Chennai Express is a 2013 Indian masala film directed by Rohit Shetty and produced by UTV Motion Pictures and Red Chillies Entertainment. It stars Deepika Padukone and Shah Rukh Khan with Nikitin Dheer, Sathyaraj, Kamini Kaushal and Lekh Tandon in supporting roles. The film revolves around Rahul Mithaiwala, a businessman who accidentally boards the eponymous train and journeys from Mumbai to Rameswaram with the daughter of an influential crimeboss.

The soundtrack for the film was composed by Vishal–Shekhar, with the background score being composed by Amar Mohile. UTV Motion Pictures came on board as producer and distributor, marking its first active project with Khan after Swades (2004). Chennai Express was released to positive reviews from critics and it broke several box office records in India and abroad, becoming the quickest film to collect ₹1 billion net domestically.

At the 59th Filmfare Awards, Chennai Express received 7 nominations, including Best Director (Shetty), Best Actor (Khan) and Best Actress (Padukone). At the 15th IIFA Awards, it received 6 nominations and won 3 awards including Best Actress (Padukone).

* PROBLEMS TO WORK ON *
1. Extract from the Chennai Express passage the stretch from "At the 59th" through "including Best Actress (Padukone).".
2. Name every actor the Chennai Express passage lists in a supporting role.
The material that comes next has no connection to the Chennai Express passage.

* INFORMATION GIVEN *
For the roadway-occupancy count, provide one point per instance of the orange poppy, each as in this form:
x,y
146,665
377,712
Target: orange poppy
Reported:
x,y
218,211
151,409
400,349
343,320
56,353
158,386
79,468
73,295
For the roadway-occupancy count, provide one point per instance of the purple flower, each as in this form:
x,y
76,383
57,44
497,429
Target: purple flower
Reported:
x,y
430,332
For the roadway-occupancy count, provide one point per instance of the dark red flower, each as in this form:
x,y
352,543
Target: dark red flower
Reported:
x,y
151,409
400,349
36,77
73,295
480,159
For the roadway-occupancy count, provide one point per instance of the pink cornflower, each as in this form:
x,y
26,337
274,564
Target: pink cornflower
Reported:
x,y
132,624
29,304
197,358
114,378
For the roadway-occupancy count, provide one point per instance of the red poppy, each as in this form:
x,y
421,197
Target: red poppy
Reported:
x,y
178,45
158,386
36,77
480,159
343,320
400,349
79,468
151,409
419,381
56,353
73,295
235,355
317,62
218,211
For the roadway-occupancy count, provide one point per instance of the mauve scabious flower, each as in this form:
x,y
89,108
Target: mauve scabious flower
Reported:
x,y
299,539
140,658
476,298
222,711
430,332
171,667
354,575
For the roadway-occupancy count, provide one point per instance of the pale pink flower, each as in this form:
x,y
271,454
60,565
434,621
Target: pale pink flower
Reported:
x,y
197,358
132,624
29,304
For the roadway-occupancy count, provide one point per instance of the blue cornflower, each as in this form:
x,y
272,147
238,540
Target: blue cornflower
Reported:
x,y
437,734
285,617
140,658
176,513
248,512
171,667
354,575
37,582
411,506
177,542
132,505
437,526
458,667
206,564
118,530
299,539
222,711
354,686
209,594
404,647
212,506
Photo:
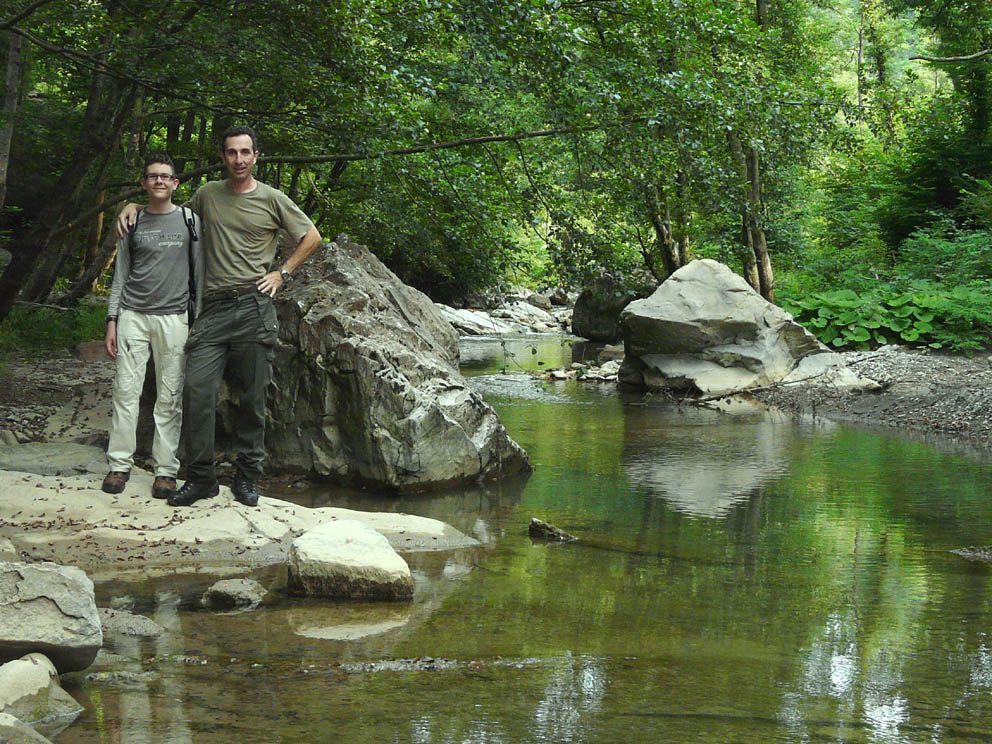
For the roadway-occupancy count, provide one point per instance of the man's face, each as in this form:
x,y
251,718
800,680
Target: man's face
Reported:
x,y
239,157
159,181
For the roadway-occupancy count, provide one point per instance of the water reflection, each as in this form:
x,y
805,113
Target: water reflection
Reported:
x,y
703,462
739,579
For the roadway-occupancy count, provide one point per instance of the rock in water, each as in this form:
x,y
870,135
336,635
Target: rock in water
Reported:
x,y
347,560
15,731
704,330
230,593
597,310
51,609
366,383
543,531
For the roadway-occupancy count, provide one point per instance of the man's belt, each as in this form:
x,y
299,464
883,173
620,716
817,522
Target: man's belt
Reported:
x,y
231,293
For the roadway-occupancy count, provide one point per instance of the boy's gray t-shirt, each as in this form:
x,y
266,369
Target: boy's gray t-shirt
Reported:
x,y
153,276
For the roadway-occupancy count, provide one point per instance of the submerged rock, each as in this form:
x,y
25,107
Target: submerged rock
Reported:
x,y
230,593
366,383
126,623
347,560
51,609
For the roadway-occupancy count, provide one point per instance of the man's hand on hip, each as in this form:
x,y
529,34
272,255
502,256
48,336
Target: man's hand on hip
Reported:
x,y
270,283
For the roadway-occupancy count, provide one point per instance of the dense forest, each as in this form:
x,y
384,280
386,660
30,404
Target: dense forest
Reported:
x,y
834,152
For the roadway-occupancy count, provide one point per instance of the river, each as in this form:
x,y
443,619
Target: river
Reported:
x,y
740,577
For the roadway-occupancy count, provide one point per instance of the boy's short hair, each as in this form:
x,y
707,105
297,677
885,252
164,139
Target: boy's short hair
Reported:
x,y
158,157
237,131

---

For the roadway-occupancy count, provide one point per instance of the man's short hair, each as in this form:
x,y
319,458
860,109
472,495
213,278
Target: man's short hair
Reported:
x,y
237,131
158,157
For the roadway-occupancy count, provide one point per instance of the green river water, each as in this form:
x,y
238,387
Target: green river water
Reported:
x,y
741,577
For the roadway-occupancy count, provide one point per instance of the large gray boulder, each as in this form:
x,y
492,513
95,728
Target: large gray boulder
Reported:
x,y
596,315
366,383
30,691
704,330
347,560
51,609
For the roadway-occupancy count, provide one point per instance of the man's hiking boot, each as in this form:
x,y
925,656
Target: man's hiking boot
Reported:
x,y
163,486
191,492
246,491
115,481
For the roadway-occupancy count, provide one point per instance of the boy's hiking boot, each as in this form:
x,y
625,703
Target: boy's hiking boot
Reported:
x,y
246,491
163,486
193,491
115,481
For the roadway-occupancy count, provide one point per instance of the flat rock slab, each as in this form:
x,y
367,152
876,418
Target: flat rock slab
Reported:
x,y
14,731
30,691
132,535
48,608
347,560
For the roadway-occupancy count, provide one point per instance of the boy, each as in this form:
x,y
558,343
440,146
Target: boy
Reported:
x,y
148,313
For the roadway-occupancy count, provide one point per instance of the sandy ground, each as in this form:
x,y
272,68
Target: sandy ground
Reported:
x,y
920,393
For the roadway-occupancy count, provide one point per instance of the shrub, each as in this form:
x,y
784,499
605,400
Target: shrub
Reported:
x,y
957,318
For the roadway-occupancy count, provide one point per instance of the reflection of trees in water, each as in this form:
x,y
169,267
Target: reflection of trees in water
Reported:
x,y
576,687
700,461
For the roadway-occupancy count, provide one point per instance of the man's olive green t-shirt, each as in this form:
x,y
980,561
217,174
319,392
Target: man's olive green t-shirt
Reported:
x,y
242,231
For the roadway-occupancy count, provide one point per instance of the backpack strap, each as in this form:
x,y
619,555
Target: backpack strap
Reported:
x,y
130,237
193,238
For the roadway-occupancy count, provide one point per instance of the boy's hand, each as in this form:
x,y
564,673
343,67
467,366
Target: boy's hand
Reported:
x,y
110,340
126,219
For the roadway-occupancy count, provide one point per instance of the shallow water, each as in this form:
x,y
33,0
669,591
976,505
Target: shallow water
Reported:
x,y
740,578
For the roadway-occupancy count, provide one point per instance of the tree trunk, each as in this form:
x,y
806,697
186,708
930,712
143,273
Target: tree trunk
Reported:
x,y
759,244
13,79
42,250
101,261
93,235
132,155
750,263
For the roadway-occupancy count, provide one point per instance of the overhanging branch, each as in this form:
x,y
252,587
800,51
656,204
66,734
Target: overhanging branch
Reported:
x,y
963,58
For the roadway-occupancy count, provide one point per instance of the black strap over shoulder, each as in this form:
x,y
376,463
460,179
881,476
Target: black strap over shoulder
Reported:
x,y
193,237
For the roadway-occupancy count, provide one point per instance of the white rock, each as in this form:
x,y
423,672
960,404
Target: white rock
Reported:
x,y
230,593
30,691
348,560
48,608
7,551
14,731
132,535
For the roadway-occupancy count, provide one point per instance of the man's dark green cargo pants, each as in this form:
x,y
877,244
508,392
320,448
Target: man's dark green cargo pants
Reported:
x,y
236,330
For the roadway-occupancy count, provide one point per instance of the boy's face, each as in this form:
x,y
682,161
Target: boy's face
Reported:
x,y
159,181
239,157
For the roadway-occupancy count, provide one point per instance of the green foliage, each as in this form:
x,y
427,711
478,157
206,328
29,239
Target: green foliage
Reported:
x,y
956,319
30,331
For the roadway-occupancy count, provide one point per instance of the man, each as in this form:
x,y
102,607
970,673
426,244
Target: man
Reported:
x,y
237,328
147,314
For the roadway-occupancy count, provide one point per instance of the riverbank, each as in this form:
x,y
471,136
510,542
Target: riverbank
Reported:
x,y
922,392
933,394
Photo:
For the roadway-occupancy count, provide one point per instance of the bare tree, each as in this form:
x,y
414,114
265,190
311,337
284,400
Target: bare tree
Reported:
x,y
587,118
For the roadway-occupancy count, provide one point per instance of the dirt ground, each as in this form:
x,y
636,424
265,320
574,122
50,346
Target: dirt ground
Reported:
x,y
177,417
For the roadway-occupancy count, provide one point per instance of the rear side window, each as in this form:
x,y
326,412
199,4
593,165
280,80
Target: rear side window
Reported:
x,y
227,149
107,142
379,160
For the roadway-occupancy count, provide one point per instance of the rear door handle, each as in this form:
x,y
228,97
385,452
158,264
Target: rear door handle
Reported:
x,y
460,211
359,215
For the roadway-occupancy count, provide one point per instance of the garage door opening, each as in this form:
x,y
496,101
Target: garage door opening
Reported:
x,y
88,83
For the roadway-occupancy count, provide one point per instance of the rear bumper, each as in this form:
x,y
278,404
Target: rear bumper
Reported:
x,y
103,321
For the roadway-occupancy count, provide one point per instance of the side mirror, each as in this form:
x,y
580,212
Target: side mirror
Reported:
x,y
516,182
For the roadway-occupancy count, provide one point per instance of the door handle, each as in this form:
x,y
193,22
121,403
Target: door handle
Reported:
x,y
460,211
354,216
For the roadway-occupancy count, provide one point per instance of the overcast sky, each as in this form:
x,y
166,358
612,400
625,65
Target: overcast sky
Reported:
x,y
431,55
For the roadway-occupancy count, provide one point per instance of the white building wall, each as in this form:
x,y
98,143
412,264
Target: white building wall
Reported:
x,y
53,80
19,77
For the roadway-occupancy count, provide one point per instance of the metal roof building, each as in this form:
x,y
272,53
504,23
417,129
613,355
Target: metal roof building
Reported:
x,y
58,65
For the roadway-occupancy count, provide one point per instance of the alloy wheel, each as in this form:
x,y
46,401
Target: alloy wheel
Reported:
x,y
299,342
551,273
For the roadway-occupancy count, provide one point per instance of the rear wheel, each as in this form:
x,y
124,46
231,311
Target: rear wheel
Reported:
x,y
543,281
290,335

---

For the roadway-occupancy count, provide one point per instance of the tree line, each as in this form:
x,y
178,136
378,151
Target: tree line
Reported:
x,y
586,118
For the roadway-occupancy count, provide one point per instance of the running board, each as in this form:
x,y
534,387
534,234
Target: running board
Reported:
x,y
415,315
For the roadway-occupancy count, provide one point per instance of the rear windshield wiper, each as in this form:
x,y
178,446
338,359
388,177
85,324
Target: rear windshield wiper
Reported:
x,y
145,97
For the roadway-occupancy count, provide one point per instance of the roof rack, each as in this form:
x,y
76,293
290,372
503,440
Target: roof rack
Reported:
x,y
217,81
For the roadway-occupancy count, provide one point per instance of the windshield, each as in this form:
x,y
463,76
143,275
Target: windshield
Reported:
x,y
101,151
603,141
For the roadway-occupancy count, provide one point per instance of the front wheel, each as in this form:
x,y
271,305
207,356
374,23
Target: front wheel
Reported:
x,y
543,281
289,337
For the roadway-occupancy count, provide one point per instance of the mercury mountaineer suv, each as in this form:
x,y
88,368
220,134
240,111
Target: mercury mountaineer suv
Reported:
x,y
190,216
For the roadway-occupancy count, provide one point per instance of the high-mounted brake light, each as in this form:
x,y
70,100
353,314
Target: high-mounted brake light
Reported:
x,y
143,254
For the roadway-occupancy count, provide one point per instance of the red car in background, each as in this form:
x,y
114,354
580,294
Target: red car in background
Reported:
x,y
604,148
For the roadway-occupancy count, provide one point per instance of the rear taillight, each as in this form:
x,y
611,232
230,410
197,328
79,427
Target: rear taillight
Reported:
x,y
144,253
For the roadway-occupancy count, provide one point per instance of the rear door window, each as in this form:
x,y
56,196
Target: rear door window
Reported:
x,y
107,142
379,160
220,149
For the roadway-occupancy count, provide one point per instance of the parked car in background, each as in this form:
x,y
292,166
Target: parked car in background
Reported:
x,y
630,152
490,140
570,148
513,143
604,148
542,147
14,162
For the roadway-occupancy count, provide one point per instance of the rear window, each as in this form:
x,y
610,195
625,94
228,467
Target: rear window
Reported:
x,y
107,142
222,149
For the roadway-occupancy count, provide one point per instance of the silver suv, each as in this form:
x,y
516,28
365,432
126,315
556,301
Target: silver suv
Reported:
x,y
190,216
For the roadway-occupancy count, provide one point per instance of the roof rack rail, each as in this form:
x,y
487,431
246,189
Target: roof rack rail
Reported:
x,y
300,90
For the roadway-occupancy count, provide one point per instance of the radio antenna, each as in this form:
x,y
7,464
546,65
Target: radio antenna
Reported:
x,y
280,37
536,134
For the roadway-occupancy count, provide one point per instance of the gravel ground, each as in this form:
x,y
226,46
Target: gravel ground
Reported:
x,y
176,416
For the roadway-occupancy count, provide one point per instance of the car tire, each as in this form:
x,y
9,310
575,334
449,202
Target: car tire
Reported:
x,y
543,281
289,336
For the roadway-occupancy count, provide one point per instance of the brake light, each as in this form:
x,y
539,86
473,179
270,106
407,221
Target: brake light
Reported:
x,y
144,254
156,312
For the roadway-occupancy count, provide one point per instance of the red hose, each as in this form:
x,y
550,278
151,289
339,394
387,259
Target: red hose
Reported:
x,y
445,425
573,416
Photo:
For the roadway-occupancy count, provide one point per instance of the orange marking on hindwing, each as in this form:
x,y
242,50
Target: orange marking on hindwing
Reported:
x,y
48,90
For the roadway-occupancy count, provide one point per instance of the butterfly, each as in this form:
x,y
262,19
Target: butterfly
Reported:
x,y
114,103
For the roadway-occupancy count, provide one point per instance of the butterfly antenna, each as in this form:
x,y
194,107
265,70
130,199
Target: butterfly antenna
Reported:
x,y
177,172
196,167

* SOLUTIONS FOR EACH TASK *
1.
At the 59th Filmfare Awards, Chennai Express received 7 nominations, including Best Director (Shetty), Best Actor (Khan) and Best Actress (Padukone). At the 15th IIFA Awards, it received 6 nominations and won 3 awards including Best Actress (Padukone).

2. Nikitin Dheer, Sathyaraj, Kamini Kaushal, Lekh Tandon